# [GIVEN PROBLEM]
Render all the items below as a Markdown table with the columns Number and Entry, giving each line its own numbered row in order and leaving out blank lines.
>> start RECORDS FOR THIS EXERCISE
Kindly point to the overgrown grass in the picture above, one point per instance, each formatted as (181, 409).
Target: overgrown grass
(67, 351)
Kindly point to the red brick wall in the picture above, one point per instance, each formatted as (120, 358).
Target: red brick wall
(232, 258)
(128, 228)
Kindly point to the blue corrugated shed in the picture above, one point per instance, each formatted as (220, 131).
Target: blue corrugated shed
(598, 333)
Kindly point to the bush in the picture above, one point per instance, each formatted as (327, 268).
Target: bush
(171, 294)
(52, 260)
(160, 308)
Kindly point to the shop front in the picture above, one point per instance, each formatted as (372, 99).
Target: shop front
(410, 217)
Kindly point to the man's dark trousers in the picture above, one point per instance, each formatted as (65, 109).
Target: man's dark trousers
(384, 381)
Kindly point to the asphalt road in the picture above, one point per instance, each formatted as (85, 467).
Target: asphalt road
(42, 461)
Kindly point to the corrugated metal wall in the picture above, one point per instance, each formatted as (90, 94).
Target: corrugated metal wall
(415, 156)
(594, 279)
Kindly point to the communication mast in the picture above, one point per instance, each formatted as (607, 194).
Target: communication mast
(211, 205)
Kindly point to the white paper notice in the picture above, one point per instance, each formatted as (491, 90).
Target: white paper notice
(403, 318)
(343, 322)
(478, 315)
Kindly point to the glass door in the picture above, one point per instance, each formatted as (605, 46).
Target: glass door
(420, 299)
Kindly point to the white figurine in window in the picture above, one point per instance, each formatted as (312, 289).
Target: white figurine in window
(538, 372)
>> end RECORDS FOR THIS EXERCISE
# [THE RESPONSE]
| Number | Entry |
|---|---|
| 1 | Kindly point to the overgrown grass in the picture above, one point per instance, each formatted as (181, 409). |
| 2 | Target: overgrown grass |
| 3 | (67, 351) |
| 4 | Kindly point to the red brick wall in the picture above, one point per instance, each formatted as (120, 358). |
| 5 | Target: red brick wall |
| 6 | (232, 258) |
| 7 | (128, 228) |
| 8 | Kindly point to the blue corrugated shed in the picture above, one point per instance, each formatted as (220, 131). |
| 9 | Target: blue corrugated shed |
| 10 | (598, 333) |
| 11 | Kindly point to the bush in the picture above, one point per instance, each formatted as (327, 268). |
| 12 | Target: bush |
| 13 | (171, 294) |
| 14 | (52, 260) |
| 15 | (160, 308) |
| 16 | Kindly point to the shop front in the picture above, one point per instance, each formatted as (372, 99). |
| 17 | Target: shop front |
| 18 | (410, 217) |
| 19 | Kindly point to the man's dark trousers in the picture above, one point per instance, each formatted as (65, 109). |
| 20 | Target: man's dark trousers |
| 21 | (384, 381) |
| 22 | Kindly point to the asphalt road in the picture above, one point per instance, each formatted as (85, 467). |
| 23 | Target: asphalt road |
| 24 | (42, 461) |
| 25 | Kindly point to the corrugated metal wall in the picture above, one point per instance, each formatted as (90, 94). |
| 26 | Target: corrugated metal wall |
| 27 | (415, 156) |
| 28 | (594, 279) |
| 29 | Kindly point to the communication mast in the picture above, one point per instance, each formatted as (607, 194). |
| 30 | Target: communication mast |
| 31 | (211, 205) |
| 32 | Kindly point to the white paper notice in the picture above, one point per instance, each formatted as (491, 90). |
| 33 | Target: white paper notice |
| 34 | (403, 318) |
| 35 | (343, 322) |
| 36 | (478, 315) |
| 37 | Kindly point to the glass door in the picture above, one point per instance, each formatted as (605, 46). |
| 38 | Target: glass door |
| 39 | (420, 299) |
| 40 | Kindly point to the white figurine in window in the picture above, one point per instance, each formatted as (312, 289). |
| 41 | Target: white figurine in window |
| 42 | (538, 372) |